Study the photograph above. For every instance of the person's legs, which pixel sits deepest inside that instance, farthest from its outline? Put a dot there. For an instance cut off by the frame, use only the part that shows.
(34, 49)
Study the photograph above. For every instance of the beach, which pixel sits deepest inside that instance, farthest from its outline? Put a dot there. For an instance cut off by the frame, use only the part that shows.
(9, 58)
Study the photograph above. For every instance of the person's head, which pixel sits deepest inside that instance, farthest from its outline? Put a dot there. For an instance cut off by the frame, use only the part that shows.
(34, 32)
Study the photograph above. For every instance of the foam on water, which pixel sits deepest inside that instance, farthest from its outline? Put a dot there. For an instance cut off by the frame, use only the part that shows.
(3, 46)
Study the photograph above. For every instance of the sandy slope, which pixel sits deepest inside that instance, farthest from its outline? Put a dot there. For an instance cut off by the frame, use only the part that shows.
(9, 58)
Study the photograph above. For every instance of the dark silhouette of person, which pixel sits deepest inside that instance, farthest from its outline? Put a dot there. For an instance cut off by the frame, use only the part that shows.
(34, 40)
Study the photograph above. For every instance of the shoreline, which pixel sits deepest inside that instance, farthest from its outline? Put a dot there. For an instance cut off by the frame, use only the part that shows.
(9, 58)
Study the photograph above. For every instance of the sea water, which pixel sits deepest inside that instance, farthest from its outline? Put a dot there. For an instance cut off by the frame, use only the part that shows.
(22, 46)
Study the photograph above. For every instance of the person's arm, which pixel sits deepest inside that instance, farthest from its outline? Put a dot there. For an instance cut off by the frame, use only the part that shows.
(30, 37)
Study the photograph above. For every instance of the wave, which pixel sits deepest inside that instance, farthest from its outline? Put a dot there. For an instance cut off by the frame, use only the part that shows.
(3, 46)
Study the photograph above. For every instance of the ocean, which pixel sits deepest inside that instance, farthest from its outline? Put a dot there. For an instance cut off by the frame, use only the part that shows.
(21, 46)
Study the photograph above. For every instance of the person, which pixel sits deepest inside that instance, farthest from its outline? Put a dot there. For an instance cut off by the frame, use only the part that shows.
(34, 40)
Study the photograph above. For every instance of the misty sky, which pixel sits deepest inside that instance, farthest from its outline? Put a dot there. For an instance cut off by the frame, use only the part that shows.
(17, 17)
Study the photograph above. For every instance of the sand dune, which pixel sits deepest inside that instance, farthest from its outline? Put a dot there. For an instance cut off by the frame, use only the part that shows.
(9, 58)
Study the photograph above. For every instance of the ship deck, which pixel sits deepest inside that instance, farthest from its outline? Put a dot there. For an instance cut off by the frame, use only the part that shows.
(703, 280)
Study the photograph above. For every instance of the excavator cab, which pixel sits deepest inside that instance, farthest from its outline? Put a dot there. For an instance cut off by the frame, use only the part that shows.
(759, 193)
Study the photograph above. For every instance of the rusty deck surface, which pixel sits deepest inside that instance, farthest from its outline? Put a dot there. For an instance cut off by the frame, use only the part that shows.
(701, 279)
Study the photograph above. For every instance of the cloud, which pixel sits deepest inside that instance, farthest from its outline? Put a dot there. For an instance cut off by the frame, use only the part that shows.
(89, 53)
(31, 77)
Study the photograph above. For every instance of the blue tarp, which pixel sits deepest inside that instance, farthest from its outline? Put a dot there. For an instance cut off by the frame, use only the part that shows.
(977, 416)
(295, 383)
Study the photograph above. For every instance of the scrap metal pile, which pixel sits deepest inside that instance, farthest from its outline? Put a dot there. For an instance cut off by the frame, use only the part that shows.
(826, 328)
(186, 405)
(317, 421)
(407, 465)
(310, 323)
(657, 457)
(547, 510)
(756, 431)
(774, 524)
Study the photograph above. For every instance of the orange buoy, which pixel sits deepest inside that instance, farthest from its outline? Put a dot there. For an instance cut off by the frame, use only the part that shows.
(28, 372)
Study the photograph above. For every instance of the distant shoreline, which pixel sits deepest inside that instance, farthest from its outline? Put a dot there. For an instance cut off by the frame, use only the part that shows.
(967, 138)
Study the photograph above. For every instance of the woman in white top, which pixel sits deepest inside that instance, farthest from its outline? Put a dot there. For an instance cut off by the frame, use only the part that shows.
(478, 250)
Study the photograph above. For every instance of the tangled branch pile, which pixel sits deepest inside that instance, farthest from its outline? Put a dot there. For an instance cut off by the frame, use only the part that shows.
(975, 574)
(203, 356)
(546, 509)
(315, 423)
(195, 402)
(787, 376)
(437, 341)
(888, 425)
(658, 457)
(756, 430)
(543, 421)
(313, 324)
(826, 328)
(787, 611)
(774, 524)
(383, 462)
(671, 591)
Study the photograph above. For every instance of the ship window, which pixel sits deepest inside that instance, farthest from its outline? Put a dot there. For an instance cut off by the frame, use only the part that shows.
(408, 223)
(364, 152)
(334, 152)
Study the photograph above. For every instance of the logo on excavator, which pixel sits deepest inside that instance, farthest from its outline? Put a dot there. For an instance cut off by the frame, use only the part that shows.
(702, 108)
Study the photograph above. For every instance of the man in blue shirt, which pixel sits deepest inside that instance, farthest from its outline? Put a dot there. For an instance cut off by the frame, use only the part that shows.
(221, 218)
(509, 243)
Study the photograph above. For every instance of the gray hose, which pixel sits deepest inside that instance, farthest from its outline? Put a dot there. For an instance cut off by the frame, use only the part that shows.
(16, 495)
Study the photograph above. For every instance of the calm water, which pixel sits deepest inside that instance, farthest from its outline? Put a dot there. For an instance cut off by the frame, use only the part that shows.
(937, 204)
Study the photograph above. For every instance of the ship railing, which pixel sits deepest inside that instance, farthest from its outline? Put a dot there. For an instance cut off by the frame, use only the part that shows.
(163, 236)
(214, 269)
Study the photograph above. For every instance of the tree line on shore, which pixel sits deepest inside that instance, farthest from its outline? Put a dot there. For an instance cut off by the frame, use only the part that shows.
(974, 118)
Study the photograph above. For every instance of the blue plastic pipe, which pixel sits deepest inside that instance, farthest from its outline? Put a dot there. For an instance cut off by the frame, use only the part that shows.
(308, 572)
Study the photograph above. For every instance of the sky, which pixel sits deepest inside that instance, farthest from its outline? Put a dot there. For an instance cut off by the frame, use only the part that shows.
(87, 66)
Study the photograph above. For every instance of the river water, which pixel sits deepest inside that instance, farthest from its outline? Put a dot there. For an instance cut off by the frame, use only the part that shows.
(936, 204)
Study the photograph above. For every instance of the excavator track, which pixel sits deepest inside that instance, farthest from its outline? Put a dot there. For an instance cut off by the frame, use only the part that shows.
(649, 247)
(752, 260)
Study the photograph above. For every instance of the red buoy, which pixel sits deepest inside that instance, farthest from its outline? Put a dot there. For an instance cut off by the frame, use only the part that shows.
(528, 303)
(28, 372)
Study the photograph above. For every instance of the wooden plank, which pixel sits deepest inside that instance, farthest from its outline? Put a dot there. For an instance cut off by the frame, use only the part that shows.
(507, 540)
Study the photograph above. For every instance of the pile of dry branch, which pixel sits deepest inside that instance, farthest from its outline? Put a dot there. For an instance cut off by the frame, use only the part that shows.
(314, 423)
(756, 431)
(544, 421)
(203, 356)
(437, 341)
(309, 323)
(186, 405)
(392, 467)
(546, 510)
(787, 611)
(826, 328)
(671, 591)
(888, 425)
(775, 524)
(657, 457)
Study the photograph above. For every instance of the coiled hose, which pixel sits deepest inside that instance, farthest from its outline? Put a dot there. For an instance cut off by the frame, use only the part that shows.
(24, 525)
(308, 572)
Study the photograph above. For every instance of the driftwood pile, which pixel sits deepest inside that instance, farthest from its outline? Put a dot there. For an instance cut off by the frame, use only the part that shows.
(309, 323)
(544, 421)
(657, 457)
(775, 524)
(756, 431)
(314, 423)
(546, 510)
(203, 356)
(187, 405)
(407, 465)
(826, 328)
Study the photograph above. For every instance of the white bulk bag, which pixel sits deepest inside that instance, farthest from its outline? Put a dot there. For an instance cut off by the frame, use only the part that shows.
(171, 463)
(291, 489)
★ ★ ★
■ Problem to solve
Set down, word for word, everything in the rows above from the row containing "excavator track, which" down to the final row.

■ The result
Study the photograph above. For every instance of the excavator track, which pixel sits deepest inside that instance, farthest from its outline? Put a dot there. For an instance cut off by the frame, use only the part that shows.
(649, 247)
(752, 260)
Study the photograph above. For every instance of the red buoy, which pixel sits deepest inside that instance, farthest from its outline? Put a dot there. For an instance cut off by the frame, use only the part that shows.
(528, 303)
(28, 372)
Study the photograph above. For every instance of the wooden plank, which pixel sits deepest inside that instance, farthest from its outline? Put a dot there. For an instance cut off by the frame, use only the part that shows.
(507, 540)
Study the photograph above. For every instance of the pile of dry branch, which pixel sits deepest inside that instance, farthest from its outline? Put a dot there. For an instance cut off by the frame, use only the part that shows.
(314, 423)
(756, 431)
(544, 421)
(203, 356)
(437, 341)
(309, 323)
(186, 405)
(392, 467)
(546, 510)
(787, 611)
(826, 328)
(671, 591)
(888, 425)
(775, 524)
(657, 457)
Study the photograph above. For every instance of the coiled hose, which pixel sits deepest inside that instance, farthest from its outline? Put a dot there. For an instance cut off by the frame, use only the part that shows.
(24, 525)
(308, 572)
Study the photograph above. For every instance of the driftwood pile, which pixel sits deepest inside that instance, farthest from its outline? Put a dot there. For an instance cut off by the frame, use only the part that shows.
(309, 323)
(544, 421)
(657, 457)
(775, 524)
(756, 431)
(314, 423)
(546, 510)
(203, 356)
(187, 405)
(407, 465)
(826, 328)
Study the photograph above. For every instance of the white bulk bag, which pixel sits deepest inside that instance, farthest from its outline? Put a dot there. For an instance cut off by the frame, use only the part that shows.
(171, 463)
(291, 489)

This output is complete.